• _WHAT IS REQUIRED_
The data is to be transcribed in full, with nothing missed.

• _DATASET RECORDS_
++++++
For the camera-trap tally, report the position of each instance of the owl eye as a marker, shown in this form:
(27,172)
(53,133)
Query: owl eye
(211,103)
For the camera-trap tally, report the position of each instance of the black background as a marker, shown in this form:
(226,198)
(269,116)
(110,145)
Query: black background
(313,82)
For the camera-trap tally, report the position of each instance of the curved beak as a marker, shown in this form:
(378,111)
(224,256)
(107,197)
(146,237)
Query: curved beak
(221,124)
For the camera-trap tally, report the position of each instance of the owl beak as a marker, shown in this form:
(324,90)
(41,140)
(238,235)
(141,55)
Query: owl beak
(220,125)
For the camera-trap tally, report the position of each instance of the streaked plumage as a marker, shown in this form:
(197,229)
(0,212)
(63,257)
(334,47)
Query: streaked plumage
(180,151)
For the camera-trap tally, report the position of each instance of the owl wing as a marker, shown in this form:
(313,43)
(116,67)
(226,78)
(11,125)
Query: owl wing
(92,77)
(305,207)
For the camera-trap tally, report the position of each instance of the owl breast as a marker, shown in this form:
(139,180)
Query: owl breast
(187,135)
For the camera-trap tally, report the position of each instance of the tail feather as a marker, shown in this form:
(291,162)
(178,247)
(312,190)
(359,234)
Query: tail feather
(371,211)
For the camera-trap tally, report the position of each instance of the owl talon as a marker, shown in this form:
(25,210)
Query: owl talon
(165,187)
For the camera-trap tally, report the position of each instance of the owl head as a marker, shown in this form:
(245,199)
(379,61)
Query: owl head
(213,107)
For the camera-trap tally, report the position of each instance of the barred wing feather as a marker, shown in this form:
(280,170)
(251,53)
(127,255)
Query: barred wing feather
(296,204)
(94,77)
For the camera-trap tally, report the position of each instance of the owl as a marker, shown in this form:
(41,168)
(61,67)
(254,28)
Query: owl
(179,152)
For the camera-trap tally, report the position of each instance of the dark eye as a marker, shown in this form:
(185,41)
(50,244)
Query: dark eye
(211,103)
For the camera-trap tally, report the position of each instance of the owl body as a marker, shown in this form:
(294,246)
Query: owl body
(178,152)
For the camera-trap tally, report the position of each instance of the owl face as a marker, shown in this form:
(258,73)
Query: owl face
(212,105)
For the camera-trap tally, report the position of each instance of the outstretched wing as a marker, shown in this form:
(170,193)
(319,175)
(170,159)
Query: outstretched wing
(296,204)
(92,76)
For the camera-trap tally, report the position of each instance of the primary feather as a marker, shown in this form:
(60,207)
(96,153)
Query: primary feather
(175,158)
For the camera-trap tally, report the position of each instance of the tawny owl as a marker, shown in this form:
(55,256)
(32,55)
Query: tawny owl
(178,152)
++++++
• _THE COMPLETED TASK_
For the camera-trap tally, report the position of each instance of the owl eye as a marker, shown in this form:
(27,172)
(53,133)
Query: owl eye
(211,103)
For the camera-trap tally, report the position of each instance of the black background as a marker, shown in this form:
(226,198)
(269,116)
(110,145)
Query: black background
(313,82)
For the camera-trap tally, report the position of each instance of the curved beak as a marker, shown in this form:
(378,111)
(224,256)
(107,197)
(146,237)
Query: curved beak
(221,124)
For the camera-trap tally, report the position of each instance of the owl beak as a marker, shown in this form:
(324,90)
(41,140)
(238,235)
(141,55)
Query: owl beak
(220,125)
For the camera-trap tally, report the position of each instance of the streaked plumage as a marker, shown in this form:
(197,229)
(0,212)
(63,257)
(334,47)
Query: streaked plumage
(180,151)
For the camera-trap tally, report the position of each instance of the owl wing as a marker, shown in this form:
(313,43)
(116,67)
(226,78)
(11,125)
Query: owl wing
(92,77)
(305,207)
For the camera-trap tally, report the position of each instance of the owl breast as a marker, shown in this form:
(139,180)
Query: owl breast
(187,135)
For the camera-trap tally, report the position of each instance of the tail feather as a marker, shown in this form:
(291,162)
(178,247)
(312,190)
(359,234)
Query: tail feather
(371,211)
For the camera-trap tally, report the position of each instance of the owl talon as a marker, shown in this form:
(25,210)
Query: owl talon
(165,187)
For the camera-trap tally, report the position of each instance of the owl head as a marker, shown in this form:
(245,199)
(379,61)
Query: owl head
(213,107)
For the camera-trap tally, report the position of each instance of the barred wing feather as a marker, shown in this form:
(280,170)
(251,53)
(127,255)
Query: barred wing feather
(296,204)
(94,77)
For the camera-trap tally, report the position of each instance of the owl as a marker, shown in this form:
(41,168)
(61,67)
(254,28)
Query: owl
(179,152)
For the camera-trap tally, report the position of each instance of the dark eye as a marker, shown in this form:
(185,41)
(50,244)
Query: dark eye
(211,103)
For the camera-trap tally, report the position of each instance of the owl body as a marker, shown in this form:
(294,246)
Query: owl body
(178,152)
For the camera-trap tally, report the position of each instance of the owl face as a marker, shown in this form:
(258,73)
Query: owl face
(212,105)
For the camera-trap tally, report the position of each instance of the outstretched wing as a marker, shown in this form:
(170,193)
(319,175)
(170,159)
Query: outstretched wing
(296,204)
(92,76)
For the camera-trap tally, report the position of each instance of the primary feather as a marker, shown in this form:
(60,207)
(96,153)
Query: primary feather
(175,158)
For the camera-trap tally, report the position of each instance of the tawny owl as a marker, shown in this form:
(55,256)
(32,55)
Query: tawny owl
(178,152)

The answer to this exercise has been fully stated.